● **Exercise**:
In your answer, transcribe all of the data exactly.

Source data
========
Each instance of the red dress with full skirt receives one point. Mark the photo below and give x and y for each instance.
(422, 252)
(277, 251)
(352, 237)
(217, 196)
========
● **Solution to this problem**:
Each instance of the red dress with full skirt receives one point. Mark the photo below and give x and y for each instance.
(422, 252)
(277, 251)
(352, 237)
(217, 196)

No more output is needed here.